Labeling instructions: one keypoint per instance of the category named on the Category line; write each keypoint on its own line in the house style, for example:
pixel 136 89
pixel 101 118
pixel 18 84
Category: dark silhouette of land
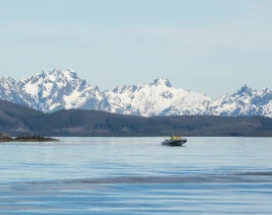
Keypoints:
pixel 20 120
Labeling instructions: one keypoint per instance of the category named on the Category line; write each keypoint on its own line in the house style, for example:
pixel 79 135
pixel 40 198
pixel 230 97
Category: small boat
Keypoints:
pixel 174 141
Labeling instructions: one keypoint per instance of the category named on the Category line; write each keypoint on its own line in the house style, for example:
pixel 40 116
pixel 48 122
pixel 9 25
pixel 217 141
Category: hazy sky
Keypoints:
pixel 211 46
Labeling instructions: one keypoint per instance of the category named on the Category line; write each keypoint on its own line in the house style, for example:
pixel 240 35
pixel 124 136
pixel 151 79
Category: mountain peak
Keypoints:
pixel 161 81
pixel 244 89
pixel 68 74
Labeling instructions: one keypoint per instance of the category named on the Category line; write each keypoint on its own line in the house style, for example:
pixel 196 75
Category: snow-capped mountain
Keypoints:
pixel 10 92
pixel 156 98
pixel 245 101
pixel 63 89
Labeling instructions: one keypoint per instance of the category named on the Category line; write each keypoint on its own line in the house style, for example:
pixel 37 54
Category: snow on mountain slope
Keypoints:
pixel 10 92
pixel 61 89
pixel 245 102
pixel 156 98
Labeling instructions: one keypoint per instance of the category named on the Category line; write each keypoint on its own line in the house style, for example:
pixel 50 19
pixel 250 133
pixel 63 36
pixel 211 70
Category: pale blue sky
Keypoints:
pixel 211 46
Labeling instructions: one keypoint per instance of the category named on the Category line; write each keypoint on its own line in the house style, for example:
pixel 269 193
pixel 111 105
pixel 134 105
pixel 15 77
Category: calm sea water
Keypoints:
pixel 137 176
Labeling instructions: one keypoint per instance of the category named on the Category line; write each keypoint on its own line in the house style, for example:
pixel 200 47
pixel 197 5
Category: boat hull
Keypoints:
pixel 174 142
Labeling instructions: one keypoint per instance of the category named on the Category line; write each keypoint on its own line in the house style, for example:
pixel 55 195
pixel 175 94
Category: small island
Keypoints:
pixel 26 138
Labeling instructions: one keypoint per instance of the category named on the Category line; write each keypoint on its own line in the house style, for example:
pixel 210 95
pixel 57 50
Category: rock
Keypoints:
pixel 5 137
pixel 34 138
pixel 27 138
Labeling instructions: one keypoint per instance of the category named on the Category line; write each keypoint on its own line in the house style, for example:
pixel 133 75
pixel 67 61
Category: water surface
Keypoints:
pixel 137 176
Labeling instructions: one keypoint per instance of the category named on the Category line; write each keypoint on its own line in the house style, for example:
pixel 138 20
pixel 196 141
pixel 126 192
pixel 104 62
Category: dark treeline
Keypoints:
pixel 17 120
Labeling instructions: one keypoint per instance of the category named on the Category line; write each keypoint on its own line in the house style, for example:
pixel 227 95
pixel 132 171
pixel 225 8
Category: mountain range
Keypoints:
pixel 63 89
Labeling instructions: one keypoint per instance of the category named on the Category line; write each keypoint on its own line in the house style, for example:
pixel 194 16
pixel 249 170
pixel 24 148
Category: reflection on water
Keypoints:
pixel 137 176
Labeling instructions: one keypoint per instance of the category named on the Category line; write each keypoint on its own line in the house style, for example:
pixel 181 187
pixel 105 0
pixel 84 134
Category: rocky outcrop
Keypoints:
pixel 5 137
pixel 26 138
pixel 34 138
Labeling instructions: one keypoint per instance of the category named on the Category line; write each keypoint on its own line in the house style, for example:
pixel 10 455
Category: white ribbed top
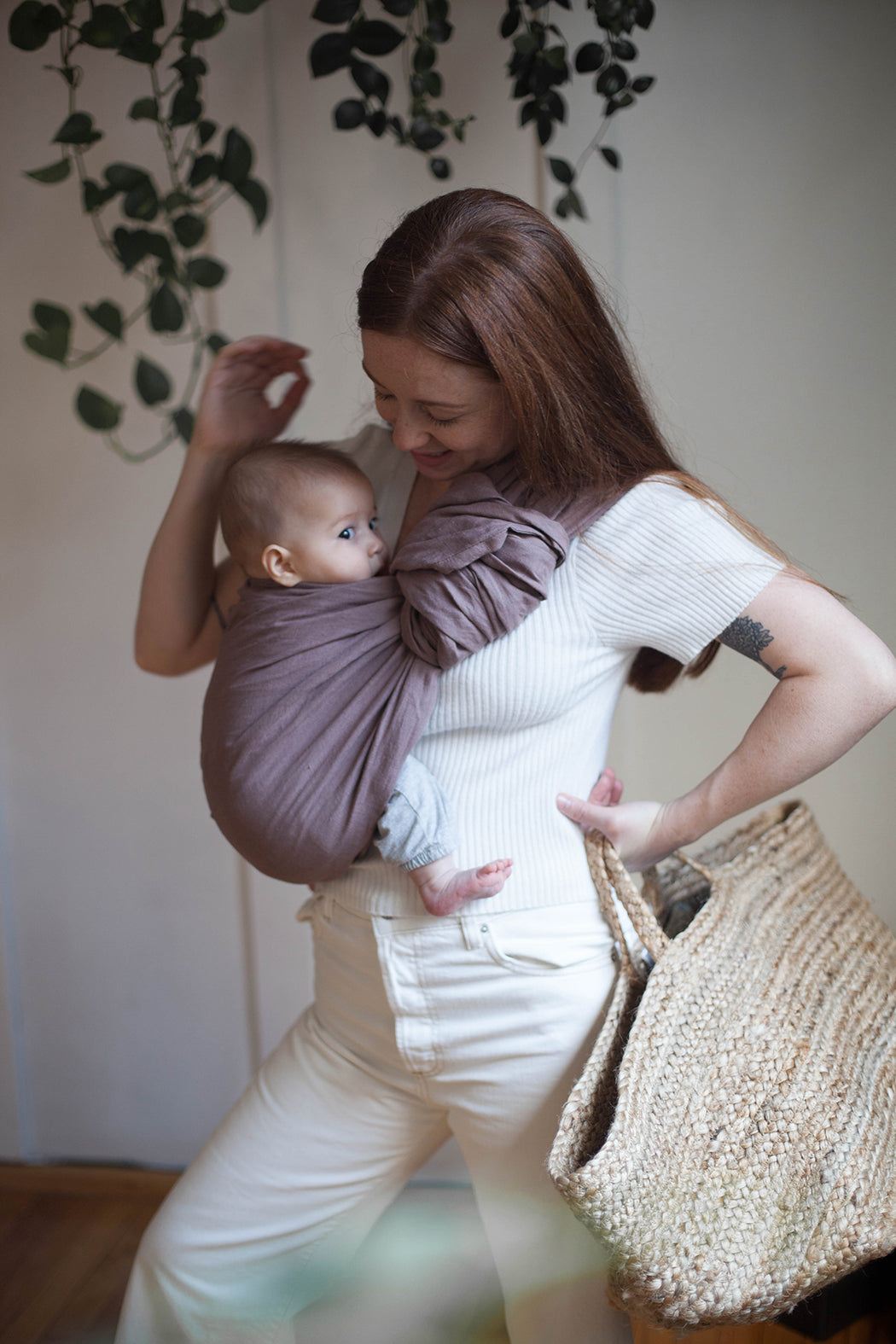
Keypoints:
pixel 530 715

___

> [任务说明] 请从数据行的开头起，一直到包含"pixel 174 141"的那一行为止（首尾两行均包括在内），把这些行连同其中的标注要求全部重写一遍，并把答案中每个关键点坐标的各个数值都加上117，标注要求及其格式示例中的数字保持不变。输出时不要包含图片。

> [书面回答]
Labeling instructions: one keypoint per instance of the category named on the Category line; write each keypoint on its own line in the house style, for example:
pixel 136 89
pixel 101 118
pixel 18 84
Category: dark silhouette of land
Keypoints:
pixel 137 237
Labeling instructions: one keypoint per instance of the category named on the Category line; write each keypoint on its own line in the house style, for example:
pixel 79 135
pixel 40 198
pixel 230 97
Category: small boat
Keypoints:
pixel 291 258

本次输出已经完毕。